-- Begin Records for processing --
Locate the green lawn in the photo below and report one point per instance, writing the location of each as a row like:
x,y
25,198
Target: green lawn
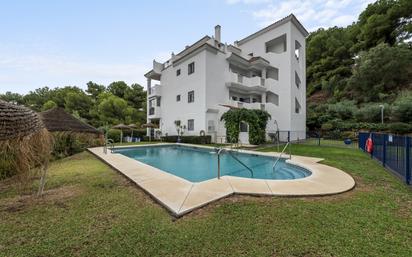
x,y
90,210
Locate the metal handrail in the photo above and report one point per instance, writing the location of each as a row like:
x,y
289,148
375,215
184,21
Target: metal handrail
x,y
109,142
280,155
234,157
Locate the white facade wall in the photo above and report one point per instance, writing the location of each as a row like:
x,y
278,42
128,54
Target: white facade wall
x,y
285,87
210,84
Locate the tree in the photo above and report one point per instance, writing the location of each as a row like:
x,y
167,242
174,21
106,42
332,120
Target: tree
x,y
114,110
94,90
385,21
118,88
12,98
329,60
37,98
78,102
48,105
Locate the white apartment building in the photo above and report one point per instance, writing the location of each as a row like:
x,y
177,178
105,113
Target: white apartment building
x,y
265,70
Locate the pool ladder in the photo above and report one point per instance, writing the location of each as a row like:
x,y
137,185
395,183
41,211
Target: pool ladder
x,y
109,142
280,155
219,151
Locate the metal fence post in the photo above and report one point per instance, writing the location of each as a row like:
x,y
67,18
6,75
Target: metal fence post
x,y
319,138
373,140
384,150
408,160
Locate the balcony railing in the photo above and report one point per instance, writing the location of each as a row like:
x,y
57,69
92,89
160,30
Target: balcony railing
x,y
155,90
246,81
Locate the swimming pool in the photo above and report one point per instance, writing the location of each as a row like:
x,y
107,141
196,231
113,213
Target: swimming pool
x,y
199,164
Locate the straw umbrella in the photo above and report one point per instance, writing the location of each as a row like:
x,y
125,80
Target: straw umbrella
x,y
149,125
24,143
121,126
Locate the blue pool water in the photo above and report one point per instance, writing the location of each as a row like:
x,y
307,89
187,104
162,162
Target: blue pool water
x,y
200,164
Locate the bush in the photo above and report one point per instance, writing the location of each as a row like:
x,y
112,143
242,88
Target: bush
x,y
189,139
402,108
343,110
400,128
370,113
114,134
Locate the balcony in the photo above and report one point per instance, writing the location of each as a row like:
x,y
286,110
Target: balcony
x,y
272,85
239,104
246,84
154,112
155,90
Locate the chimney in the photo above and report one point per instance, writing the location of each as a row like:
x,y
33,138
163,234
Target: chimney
x,y
217,33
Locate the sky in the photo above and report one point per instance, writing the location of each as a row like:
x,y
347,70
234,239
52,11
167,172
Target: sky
x,y
70,42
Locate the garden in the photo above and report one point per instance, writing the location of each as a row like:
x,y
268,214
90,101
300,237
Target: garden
x,y
89,209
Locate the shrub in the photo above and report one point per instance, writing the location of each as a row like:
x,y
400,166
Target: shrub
x,y
343,110
400,128
189,139
256,119
369,113
402,108
69,143
114,134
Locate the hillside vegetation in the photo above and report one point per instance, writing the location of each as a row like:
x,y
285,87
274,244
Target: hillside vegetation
x,y
353,70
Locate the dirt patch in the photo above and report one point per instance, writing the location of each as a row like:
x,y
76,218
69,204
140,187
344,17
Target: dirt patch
x,y
56,196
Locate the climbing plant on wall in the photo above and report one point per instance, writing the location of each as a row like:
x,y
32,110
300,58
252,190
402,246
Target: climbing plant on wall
x,y
257,120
-- End Records for processing --
Locate the line with "Locate the bush" in the entries above; extract it and every line after it, verbatim.

**Finished answer**
Locate the bush in the photo above and report one point per instance, writing the location of each as a row like:
x,y
112,143
242,88
Target: bush
x,y
189,139
402,108
343,110
400,128
370,113
114,134
Locate the balcony in the photo above and report one point per instance, writing the location of each as a row like:
x,y
286,110
Target: balcony
x,y
272,85
239,104
246,84
154,112
155,90
Locate the chimney in the photo above and report one point per instance, writing the location of each as a row like:
x,y
33,138
163,234
Target: chimney
x,y
217,33
Locate the sky in the photo above and report one point per instance, writing the location of each as a row like:
x,y
347,70
234,239
52,11
167,172
Target: sky
x,y
70,42
Locate the garden in the photo above and report one point per instance, writing the location of each as a row like:
x,y
268,214
90,101
300,237
Target: garden
x,y
89,209
Locate the shrub in the photo above and report one point per instance, writing the location of each as a row like:
x,y
400,166
Target: shrub
x,y
343,110
400,128
189,139
256,119
369,113
402,108
69,143
114,134
Locate the hillside vegetation in the photo above and report one point per instance, writing the location of each as a row like:
x,y
285,87
274,244
Target: hillside vegetation
x,y
353,70
Locate the dirt patch in the photo above and report one point per instance, writing the location of each as a row like:
x,y
76,218
69,204
140,187
344,17
Target: dirt patch
x,y
56,196
Locate the climbing plant on wall in the photo above and report one point per instance, writing the location of each as a row like:
x,y
32,110
300,58
252,190
402,246
Target: climbing plant on wall
x,y
257,120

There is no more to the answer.